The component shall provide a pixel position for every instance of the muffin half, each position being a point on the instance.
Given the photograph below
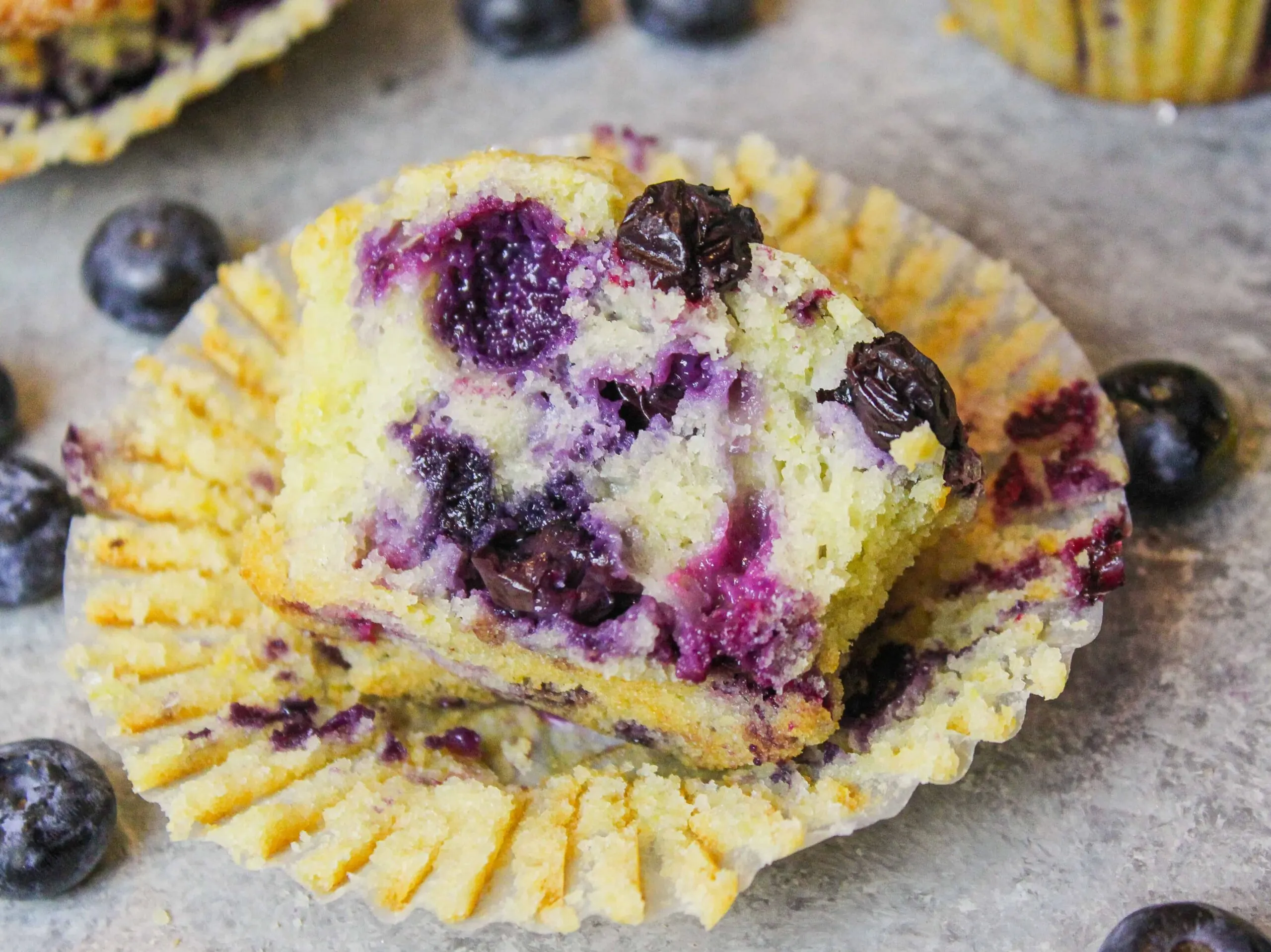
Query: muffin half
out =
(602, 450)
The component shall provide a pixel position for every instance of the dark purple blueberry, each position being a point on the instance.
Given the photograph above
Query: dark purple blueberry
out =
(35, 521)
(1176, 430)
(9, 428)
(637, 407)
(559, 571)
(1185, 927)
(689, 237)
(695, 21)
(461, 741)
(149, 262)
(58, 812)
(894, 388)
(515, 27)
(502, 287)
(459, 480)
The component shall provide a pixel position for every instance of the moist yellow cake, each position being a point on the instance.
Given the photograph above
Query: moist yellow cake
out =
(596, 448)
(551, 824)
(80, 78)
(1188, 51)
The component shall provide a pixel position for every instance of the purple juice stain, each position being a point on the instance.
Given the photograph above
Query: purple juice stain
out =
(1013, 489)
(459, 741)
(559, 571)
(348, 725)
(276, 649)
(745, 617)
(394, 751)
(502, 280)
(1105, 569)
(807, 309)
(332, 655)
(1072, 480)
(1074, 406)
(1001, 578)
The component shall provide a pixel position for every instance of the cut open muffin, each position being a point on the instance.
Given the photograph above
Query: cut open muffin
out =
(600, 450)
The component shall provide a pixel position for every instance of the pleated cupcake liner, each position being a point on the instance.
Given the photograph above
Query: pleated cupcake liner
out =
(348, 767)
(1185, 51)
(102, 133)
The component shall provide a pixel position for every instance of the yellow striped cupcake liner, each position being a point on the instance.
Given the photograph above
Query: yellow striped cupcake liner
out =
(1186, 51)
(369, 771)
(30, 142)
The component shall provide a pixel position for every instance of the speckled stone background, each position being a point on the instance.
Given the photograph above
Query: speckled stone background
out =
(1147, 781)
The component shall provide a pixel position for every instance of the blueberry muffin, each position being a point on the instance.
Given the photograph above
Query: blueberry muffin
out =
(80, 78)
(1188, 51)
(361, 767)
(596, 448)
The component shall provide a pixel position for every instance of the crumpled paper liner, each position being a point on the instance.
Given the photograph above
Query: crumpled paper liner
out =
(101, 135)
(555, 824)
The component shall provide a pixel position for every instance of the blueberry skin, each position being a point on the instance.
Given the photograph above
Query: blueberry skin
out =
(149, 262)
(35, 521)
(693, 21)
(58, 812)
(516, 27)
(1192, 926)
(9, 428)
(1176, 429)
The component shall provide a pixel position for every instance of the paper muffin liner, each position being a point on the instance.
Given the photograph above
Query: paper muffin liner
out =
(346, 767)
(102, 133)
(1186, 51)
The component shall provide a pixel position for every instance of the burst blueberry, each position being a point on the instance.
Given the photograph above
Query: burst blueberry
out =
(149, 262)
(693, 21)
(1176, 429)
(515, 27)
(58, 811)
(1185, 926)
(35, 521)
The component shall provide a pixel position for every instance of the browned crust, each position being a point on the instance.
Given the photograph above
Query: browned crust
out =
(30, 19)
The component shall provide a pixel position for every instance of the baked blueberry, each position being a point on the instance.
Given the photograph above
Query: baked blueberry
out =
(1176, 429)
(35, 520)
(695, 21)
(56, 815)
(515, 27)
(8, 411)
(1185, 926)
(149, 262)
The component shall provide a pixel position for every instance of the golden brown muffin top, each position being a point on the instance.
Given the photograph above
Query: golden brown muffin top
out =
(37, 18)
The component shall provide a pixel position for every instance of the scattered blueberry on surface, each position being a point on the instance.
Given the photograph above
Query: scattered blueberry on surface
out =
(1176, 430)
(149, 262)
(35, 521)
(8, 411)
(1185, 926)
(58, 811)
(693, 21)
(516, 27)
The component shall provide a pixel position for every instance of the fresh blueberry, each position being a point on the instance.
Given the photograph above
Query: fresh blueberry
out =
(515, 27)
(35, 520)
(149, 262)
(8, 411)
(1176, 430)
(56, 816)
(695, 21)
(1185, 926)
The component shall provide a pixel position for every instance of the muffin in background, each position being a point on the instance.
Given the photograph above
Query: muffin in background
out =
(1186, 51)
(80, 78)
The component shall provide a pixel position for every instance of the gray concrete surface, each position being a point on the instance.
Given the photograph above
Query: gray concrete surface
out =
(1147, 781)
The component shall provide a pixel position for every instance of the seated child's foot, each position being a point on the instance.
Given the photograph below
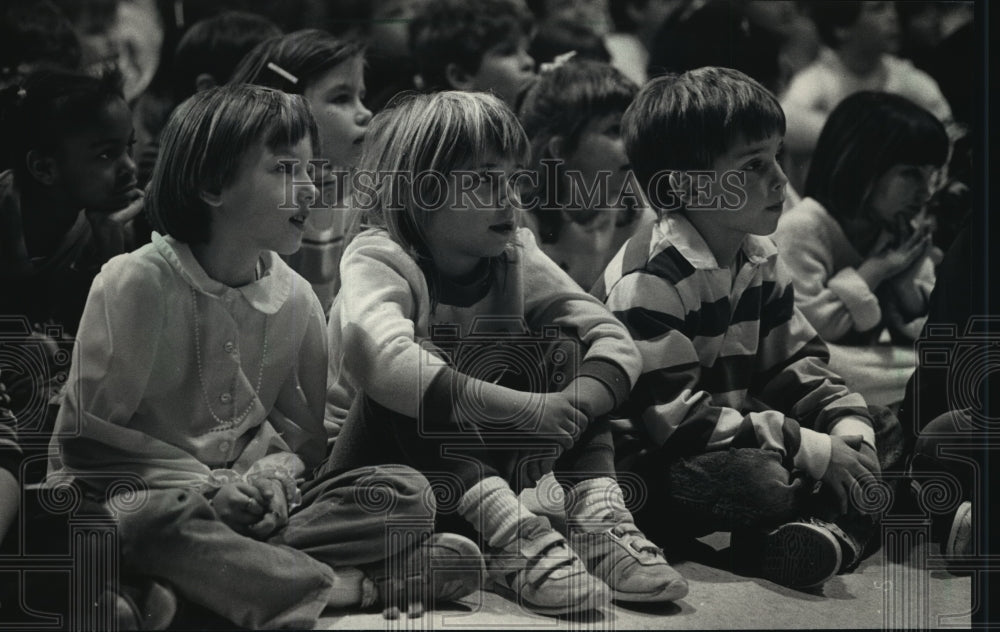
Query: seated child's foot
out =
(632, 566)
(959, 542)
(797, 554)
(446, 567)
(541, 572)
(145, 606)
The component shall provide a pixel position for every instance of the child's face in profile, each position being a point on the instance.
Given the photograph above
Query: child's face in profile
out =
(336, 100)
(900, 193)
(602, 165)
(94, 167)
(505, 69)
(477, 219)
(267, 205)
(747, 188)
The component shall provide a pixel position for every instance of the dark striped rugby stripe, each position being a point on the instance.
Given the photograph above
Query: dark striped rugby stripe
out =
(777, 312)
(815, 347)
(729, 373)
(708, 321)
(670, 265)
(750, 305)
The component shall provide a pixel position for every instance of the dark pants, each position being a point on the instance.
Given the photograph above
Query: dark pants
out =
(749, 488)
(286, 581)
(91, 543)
...
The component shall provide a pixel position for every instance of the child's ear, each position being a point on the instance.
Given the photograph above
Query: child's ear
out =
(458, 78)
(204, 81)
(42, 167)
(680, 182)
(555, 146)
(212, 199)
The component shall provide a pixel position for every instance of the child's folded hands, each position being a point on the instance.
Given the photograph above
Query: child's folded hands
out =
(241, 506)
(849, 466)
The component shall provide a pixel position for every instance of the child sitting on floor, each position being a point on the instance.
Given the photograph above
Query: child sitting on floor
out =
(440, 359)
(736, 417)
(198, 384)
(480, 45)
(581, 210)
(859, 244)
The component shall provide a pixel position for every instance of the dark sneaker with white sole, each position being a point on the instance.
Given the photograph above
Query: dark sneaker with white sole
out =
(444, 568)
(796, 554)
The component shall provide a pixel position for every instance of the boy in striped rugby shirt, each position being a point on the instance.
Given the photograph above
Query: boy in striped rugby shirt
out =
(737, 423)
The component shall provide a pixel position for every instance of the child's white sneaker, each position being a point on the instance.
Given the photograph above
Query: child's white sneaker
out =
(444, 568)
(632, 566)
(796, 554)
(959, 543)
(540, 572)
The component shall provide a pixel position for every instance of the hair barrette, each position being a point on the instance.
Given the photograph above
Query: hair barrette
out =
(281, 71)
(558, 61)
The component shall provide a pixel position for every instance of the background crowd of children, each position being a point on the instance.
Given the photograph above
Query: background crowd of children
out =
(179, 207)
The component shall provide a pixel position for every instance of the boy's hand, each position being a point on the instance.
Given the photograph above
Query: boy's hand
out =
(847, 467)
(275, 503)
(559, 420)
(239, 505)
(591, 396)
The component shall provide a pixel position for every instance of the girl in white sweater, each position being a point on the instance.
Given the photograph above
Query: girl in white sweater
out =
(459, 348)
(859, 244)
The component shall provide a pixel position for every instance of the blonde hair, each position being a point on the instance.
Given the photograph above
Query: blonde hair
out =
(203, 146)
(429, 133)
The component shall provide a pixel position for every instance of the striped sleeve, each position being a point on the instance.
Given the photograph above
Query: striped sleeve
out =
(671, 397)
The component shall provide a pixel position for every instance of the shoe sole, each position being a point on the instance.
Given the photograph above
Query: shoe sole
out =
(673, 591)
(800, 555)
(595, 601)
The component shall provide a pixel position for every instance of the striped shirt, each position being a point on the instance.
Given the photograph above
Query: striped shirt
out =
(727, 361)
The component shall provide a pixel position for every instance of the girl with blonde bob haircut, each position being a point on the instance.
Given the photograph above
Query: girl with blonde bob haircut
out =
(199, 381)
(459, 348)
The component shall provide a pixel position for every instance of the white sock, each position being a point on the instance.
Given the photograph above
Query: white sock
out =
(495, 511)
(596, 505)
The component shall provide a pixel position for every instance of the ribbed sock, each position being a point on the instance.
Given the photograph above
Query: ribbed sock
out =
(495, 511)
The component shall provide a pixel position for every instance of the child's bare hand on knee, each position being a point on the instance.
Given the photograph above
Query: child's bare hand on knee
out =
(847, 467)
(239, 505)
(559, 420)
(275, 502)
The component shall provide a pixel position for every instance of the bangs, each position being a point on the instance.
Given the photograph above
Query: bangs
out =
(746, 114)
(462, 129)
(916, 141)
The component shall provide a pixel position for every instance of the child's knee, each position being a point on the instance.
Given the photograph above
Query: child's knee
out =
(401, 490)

### Tugas yang Dikerjakan:
Sebutkan berapa banyak baris dalam data di atas yang memuat kata "juice". Jawab hanya dengan angkanya.

### Jawaban Berikut:
2